Mixed martial arts record
- Total: 19
- Wins: 14
- By knockout: 8
- By submission: 6
- Losses: 5
- By submission: 4
- By decision: 1

Other information
- University: The Citadel Military College of South Carolina
- Mixed martial arts record from Sherdog
- Status: Incarcerated
- Convictions: Domestic battery (11 counts); Coercion (2 counts); Preventing a victim from reporting a crime (3 counts); First-degree kidnapping (2 counts); Rape (3 counts); Attempted rape; Sexual assault; Battery (6 counts);
- Criminal penalty: Life imprisonment with the possibility of parole after 36 years

Details
- Injured: Christy Mack, Corey Thomas
- Weapon: Kitchen knife
- Date apprehended: August 15, 2014

= War Machine (mixed martial artist) =

American criminal and mixed martial artist (born 1981)

War Machine (born Jonathan Paul Koppenhaver; (Note: His legal name was changed to War Machine in 2008.) November 30, 1981) is an American former professional mixed martial artist.

Koppenhaver had a 14–5 overall record in MMA fighting in various MMA promotions, including Bellator MMA and the UFC. He competed in the welterweight division. He was a fighter on The Ultimate Fighter: Team Hughes vs. Team Serra as part of Team Serra and also competed for Bellator MMA, Tachi Palace Fights, BAMMA, and the Xtreme Fighting Championships. He also appeared in several pornographic films.

In March 2017, Koppenhaver was convicted on 29 felony counts of rape, kidnapping, domestic battery, and other charges after sexually assaulting and beating his ex-girlfriend, Christy Mack and her then-boyfriend Corey Thomas in 2014. In June 2017, he was sentenced to life in prison with the possibility of parole after 36 years.

* [TASK REQUIREMENTS]
• a. Rewrite the paragraph of the War Machine article that begins "Koppenhaver had a 14–5 overall record" as a bulleted list that keeps its main facts.
• b. Summarize the War Machine article in two sentences.
• c. Continue the article about War Machine with a new paragraph after its final sentence.
The items come from a separate source.

* [DATA SUPPLIED]

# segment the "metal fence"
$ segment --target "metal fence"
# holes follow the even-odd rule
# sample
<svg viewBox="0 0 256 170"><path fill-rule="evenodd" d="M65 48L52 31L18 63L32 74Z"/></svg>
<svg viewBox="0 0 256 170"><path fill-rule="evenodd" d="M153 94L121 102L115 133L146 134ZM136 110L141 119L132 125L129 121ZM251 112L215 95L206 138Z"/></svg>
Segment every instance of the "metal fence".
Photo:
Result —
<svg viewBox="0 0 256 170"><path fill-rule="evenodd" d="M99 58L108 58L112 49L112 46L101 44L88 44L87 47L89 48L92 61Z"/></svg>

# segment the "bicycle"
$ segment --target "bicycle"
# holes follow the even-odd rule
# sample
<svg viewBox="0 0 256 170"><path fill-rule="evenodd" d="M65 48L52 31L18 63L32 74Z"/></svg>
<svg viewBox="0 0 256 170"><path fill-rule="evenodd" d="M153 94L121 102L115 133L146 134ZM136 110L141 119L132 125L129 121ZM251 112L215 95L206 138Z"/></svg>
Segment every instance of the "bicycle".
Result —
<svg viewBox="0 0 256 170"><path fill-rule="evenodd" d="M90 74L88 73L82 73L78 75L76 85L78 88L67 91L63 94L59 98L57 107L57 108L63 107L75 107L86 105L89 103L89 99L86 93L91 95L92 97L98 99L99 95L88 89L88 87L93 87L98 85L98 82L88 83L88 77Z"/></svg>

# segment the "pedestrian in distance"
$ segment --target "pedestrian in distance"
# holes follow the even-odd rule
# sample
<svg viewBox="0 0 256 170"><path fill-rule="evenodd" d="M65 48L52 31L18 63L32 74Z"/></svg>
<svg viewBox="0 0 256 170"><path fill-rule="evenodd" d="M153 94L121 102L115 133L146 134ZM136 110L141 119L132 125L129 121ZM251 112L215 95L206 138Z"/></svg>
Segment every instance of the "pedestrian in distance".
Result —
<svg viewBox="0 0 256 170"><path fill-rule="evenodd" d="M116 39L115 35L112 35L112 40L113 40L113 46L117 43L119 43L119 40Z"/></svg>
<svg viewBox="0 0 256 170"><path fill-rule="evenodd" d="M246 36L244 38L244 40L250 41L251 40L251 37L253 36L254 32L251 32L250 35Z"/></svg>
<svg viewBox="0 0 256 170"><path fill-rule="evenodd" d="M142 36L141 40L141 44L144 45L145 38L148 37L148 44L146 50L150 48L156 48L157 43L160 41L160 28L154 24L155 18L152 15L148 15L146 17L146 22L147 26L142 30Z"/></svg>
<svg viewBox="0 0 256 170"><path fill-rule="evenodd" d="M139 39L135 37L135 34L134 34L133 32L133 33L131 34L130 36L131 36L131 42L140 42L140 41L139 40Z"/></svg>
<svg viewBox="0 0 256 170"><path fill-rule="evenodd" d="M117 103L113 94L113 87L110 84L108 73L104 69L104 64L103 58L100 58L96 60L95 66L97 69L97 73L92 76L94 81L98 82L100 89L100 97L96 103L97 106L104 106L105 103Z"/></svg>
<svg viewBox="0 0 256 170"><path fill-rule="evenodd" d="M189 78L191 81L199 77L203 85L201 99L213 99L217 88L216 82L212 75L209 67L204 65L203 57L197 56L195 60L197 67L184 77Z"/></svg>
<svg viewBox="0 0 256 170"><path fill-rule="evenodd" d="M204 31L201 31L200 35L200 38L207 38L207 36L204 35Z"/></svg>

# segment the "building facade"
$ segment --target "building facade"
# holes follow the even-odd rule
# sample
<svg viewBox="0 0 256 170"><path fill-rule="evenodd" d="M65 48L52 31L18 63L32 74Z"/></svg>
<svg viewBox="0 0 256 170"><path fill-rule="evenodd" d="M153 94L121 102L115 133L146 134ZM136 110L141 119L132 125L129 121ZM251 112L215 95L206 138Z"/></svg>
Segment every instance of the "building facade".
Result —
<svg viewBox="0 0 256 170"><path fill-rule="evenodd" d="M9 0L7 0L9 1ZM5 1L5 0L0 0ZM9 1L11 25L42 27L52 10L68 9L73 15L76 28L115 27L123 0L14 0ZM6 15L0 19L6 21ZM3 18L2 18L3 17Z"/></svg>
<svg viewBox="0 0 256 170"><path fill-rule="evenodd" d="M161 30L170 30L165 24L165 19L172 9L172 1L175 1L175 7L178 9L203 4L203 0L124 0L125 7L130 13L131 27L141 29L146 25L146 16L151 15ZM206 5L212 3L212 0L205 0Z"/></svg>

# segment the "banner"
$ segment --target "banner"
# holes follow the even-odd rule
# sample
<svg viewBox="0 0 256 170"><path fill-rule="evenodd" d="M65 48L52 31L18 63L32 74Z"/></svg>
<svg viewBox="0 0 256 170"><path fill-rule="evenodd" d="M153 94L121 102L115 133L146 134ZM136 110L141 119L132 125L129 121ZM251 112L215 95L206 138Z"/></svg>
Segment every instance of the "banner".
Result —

* [RESPONSES TO THE EXERCISE]
• a.
- Overall MMA record: 14–5, across various promotions including Bellator MMA and the UFC
- Division: welterweight
- Appeared on The Ultimate Fighter: Team Hughes vs. Team Serra, as part of Team Serra
- Also fought for Bellator MMA, Tachi Palace Fights, BAMMA, and the Xtreme Fighting Championships
- Appeared in several pornographic films

• b. War Machine, born Jonathan Paul Koppenhaver in 1981, is an American former professional mixed martial artist who had a 14–5 record as a welterweight in promotions including Bellator MMA and the UFC. In March 2017 he was convicted on 29 felony counts, including rape, kidnapping, and domestic battery, for sexually assaulting and beating his ex-girlfriend Christy Mack and her then-boyfriend Corey Thomas in 2014, and in June 2017 he was sentenced to life in prison with the possibility of parole after 36 years.

• c.
==Early life==
Koppenhaver was born in the Los Angeles suburb of Simi Valley. His German-American father was an officer for the Los Angeles Police Department. His Mexican-American mother worked as a nurse and later became a work-at-home mother. Due to his mother's drug addiction, Koppenhaver would often take care of his younger brother and sister. When he was 13, Koppenhaver suffered a personal trauma when he unsuccessfully performed CPR on his father after he suffered a heart attack.

In August 2000, Koppenhaver attended The Citadel in Charleston, South Carolina, for two years but was expelled for "poor behavior". While attending, he majored in biology. In an interview, Koppenhaver claimed that he had been earning high marks at The Citadel.

==Mixed martial arts career==

===The Ultimate Fighter Season Six===
Koppenhaver was a fighter on The Ultimate Fighter: Team Hughes vs. Team Serra, fighting on Team Serra. He was not part of the original 16 fighters. Instead, Koppenhaver was brought in as a replacement when Roman Mitichyan broke his elbow during evaluations and was sent home. Koppenhaver lost by unanimous decision to Tom Speer. After a dispute with TNA Wrestling over the use of his nickname, he legally changed his name from "Jon Koppenhaver" to "War Machine" in 2008.

===Ultimate Fighting Championship===
In War Machine's official UFC debut, he defeated Jared Rollins in The Ultimate Fighter: Team Hughes vs Team Serra Finale via KO at 2:01 of the third round. War Machine and Rollins both received $25,000 due to winning fight of the night honors and War Machine winning knockout of the night. His last UFC fight was at UFC 84 against Yoshiyuki Yoshida which he lost via submission in the first round.

He was released from the UFC after rejecting a fight offered by UFC matchmaker Joe Silva, and after comments made about the death of fellow UFC fighter Evan Tanner. War Machine posted on his Myspace that he believed that Tanner had gone to the isolated southern California desert to kill himself after he realized his career might have been over and basically had made no money during it. Medical examiners eventually ruled that Tanner's death was not a suicide, but War Machine stood by his statements.

===Bellator Fighting Championships===
War Machine was signed and then released by Bellator Fighting Championships. His MySpace blog cited disparaging comments about Barack Obama as the cause for his non-participation in their upcoming tournament.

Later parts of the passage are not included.